> **Task description**: Rewrite the records from the line containing "Each instance of the group" through the line containing "[[431, 114]]", both included and requests and all, shifting each point coordinate in the answers up by 107. Leave the sample coordinates inside the requests as they are, and give nothing outside that stretch.

Dataset rows:
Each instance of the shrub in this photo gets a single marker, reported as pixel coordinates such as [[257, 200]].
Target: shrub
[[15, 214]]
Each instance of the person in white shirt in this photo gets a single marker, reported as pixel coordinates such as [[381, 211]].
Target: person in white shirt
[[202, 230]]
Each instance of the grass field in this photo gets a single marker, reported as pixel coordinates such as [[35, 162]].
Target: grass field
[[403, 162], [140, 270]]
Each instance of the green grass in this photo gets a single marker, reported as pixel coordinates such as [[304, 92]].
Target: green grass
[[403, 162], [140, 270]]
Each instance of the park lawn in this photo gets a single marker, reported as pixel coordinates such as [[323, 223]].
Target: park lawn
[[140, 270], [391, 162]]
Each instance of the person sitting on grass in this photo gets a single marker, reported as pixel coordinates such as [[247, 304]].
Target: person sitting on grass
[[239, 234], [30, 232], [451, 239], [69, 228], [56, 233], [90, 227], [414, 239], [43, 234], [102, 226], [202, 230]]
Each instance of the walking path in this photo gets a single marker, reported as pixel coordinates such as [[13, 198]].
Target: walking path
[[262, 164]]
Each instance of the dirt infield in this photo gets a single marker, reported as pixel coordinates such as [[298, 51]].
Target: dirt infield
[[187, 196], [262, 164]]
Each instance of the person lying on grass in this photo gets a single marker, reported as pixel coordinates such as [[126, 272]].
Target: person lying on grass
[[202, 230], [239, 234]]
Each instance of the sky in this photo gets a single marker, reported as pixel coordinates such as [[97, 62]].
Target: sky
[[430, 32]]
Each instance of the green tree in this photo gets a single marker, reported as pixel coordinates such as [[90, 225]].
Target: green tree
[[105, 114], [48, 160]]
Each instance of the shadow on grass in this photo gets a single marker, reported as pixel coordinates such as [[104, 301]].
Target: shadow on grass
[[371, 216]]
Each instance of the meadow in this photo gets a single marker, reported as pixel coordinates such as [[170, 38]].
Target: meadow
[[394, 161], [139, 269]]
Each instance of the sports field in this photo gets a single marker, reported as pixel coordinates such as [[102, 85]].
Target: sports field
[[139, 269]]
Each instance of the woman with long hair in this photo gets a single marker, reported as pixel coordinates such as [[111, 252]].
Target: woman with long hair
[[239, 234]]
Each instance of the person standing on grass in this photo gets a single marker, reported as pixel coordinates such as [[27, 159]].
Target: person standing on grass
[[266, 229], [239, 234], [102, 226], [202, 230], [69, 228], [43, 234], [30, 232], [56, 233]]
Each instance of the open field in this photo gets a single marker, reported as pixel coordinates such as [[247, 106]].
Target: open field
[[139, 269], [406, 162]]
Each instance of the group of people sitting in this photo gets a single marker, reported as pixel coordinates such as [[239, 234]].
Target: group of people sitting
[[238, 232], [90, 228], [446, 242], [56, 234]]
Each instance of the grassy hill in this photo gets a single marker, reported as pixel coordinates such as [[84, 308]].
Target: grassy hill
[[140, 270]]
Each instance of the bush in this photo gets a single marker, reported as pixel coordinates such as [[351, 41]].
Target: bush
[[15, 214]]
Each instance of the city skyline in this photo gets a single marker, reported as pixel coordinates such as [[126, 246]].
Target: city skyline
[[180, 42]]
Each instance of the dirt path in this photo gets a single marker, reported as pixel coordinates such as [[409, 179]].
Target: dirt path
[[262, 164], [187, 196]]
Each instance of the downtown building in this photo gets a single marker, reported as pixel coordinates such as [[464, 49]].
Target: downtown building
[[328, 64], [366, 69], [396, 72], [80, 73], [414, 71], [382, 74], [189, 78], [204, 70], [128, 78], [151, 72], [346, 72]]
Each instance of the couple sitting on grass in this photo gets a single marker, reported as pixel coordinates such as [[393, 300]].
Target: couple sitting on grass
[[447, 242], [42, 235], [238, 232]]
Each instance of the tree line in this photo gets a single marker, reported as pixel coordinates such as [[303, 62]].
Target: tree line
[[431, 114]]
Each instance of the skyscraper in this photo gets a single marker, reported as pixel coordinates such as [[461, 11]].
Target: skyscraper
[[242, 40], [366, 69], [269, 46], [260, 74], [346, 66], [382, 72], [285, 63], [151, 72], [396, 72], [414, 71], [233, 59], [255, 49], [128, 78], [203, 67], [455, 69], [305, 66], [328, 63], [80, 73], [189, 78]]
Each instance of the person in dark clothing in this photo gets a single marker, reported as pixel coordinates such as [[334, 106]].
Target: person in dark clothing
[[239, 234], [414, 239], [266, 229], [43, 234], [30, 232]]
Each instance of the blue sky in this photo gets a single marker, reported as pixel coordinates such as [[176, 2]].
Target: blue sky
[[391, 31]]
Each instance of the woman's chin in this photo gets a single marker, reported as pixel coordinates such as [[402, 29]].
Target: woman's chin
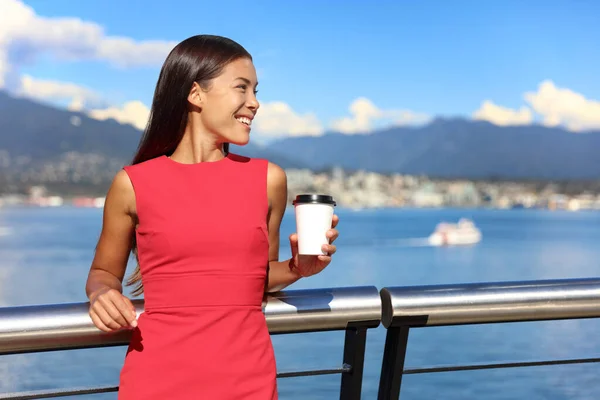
[[239, 141]]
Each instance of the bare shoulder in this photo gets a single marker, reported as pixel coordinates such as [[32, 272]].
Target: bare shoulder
[[276, 177], [121, 194], [276, 186]]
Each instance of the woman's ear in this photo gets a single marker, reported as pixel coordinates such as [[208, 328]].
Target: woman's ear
[[196, 95]]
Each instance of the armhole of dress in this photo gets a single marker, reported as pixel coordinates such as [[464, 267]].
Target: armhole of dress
[[266, 190], [128, 171]]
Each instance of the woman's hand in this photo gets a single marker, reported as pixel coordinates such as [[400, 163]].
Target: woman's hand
[[308, 265], [111, 311]]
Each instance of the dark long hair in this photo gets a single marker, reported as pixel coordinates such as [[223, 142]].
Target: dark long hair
[[197, 59]]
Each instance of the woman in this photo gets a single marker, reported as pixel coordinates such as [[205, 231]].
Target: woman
[[204, 224]]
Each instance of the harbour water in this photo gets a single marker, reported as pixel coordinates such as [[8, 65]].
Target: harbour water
[[45, 255]]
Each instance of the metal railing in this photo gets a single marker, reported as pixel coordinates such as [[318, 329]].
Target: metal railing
[[479, 303], [354, 310], [30, 329]]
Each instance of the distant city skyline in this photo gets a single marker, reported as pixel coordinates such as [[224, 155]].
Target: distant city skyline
[[321, 67]]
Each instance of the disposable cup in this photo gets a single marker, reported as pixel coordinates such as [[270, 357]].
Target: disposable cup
[[314, 215]]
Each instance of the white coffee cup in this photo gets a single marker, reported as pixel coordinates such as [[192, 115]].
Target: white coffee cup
[[314, 215]]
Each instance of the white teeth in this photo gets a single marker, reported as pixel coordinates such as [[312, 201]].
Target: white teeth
[[245, 120]]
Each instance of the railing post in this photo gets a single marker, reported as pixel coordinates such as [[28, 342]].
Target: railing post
[[354, 356], [392, 367]]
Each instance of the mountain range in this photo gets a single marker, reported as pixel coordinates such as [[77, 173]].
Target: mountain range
[[34, 136]]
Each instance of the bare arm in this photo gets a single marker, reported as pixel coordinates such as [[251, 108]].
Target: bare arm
[[280, 273], [109, 309]]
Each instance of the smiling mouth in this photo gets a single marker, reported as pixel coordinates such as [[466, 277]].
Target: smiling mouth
[[244, 120]]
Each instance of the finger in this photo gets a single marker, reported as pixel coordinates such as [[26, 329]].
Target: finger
[[329, 249], [128, 310], [103, 316], [332, 234], [111, 306], [98, 322], [335, 221], [106, 317], [324, 259], [294, 238], [294, 244]]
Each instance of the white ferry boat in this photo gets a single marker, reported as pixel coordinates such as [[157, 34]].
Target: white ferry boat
[[447, 234]]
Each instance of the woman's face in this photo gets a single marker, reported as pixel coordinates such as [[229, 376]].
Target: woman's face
[[229, 104]]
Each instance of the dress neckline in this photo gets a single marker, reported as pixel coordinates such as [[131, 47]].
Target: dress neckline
[[192, 165]]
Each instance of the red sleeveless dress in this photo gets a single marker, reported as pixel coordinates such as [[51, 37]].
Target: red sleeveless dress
[[203, 252]]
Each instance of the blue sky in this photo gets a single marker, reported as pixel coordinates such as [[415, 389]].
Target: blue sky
[[431, 58]]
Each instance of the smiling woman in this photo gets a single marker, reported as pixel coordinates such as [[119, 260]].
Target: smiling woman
[[204, 225]]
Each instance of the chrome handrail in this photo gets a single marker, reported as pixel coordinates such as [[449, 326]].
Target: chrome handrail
[[406, 308], [477, 303], [38, 328]]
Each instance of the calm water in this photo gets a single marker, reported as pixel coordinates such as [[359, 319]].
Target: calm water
[[45, 256]]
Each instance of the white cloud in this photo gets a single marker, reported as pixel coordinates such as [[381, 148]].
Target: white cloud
[[365, 116], [559, 106], [49, 89], [279, 119], [134, 113], [503, 116], [25, 35]]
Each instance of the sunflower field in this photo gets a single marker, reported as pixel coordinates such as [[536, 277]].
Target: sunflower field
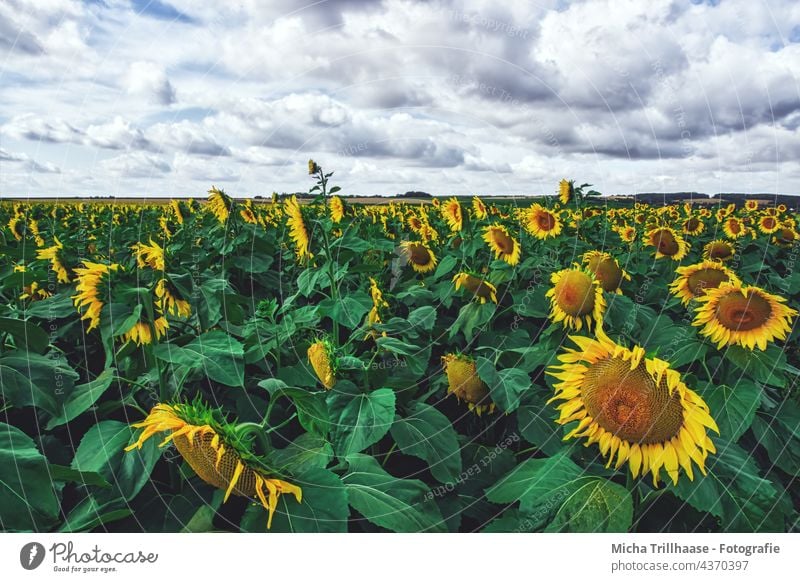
[[564, 363]]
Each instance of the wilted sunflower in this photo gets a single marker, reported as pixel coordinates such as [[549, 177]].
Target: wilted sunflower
[[89, 278], [451, 211], [213, 450], [668, 243], [53, 254], [718, 250], [768, 224], [419, 256], [297, 228], [734, 227], [503, 244], [219, 204], [565, 191], [637, 409], [481, 289], [576, 298], [478, 208], [541, 222], [606, 269], [747, 316], [320, 354], [464, 382], [694, 280], [151, 255]]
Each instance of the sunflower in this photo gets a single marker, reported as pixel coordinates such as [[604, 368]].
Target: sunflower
[[337, 209], [747, 316], [89, 278], [768, 224], [694, 280], [451, 211], [541, 222], [54, 255], [478, 208], [693, 226], [576, 298], [215, 452], [481, 289], [297, 228], [151, 255], [320, 354], [719, 250], [219, 204], [667, 242], [464, 382], [419, 256], [734, 227], [637, 409], [502, 243], [566, 189]]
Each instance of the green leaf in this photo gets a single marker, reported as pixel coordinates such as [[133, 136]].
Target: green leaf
[[506, 386], [599, 506], [399, 505], [82, 397], [364, 421], [733, 408], [28, 500], [324, 508], [220, 356], [427, 433], [27, 336]]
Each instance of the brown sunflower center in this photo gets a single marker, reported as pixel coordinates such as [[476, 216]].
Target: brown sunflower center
[[629, 403], [704, 279], [743, 313], [574, 293]]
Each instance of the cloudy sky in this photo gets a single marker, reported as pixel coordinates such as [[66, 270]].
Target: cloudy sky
[[166, 97]]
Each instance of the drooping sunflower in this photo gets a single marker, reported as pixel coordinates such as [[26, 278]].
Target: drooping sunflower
[[419, 256], [297, 228], [637, 409], [151, 255], [576, 298], [451, 211], [744, 315], [719, 250], [667, 242], [90, 292], [541, 222], [54, 255], [320, 355], [694, 280], [733, 227], [463, 381], [219, 204], [482, 291], [503, 244], [565, 191], [606, 269], [215, 452]]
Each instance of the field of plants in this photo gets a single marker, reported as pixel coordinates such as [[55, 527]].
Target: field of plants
[[560, 364]]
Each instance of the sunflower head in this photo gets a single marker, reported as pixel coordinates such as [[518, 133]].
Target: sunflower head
[[637, 409], [502, 243], [606, 269], [694, 280], [321, 357], [215, 452], [464, 382], [576, 298], [481, 290], [747, 316]]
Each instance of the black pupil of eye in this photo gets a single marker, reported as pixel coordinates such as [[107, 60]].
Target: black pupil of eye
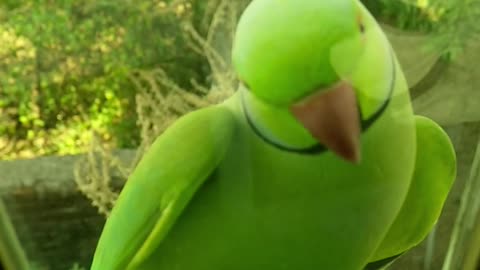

> **Final result**:
Each instance of the group of people sitting in this photo gets a single marker, reported as pixel coordinates such as [[239, 234]].
Target: group of people sitting
[[345, 339], [197, 335], [553, 349], [163, 341]]
Each instance of the grassy hill in this photo gets a single marker, reported as pixel coordinates such as [[84, 308]].
Target: grassy hill
[[247, 377]]
Each instance of the bush in this photo gets a single marker, reported as pixel coordinates such as [[351, 41]].
Target: bush
[[122, 321]]
Each instance of the city skyline in this photo gets a single marker, reported as pixel coordinates such as [[126, 246]].
Target: city skyline
[[287, 149]]
Each instance of the dirt path in this photo gets a single marker, reported as pixel coordinates such as [[409, 179]].
Target: dirt path
[[369, 271], [294, 303]]
Each instance of the downtown building in this photo gets a single marker, reported as pixel coordinates such as [[464, 49]].
Target: downtown building
[[435, 171], [473, 176], [503, 179], [187, 180], [521, 178], [489, 181], [296, 185], [311, 177], [235, 185], [258, 179], [453, 179]]
Each instance of the couple sitting on grass in this photo gets a single marker, reported as pixel coordinates such as [[393, 300]].
Target: couple sitting on grass
[[554, 349], [149, 342], [345, 339]]
Each instance of the tree line in this photo gets a single marker, reported as pixel coordinates such as [[303, 62]].
Target: tree line
[[538, 221]]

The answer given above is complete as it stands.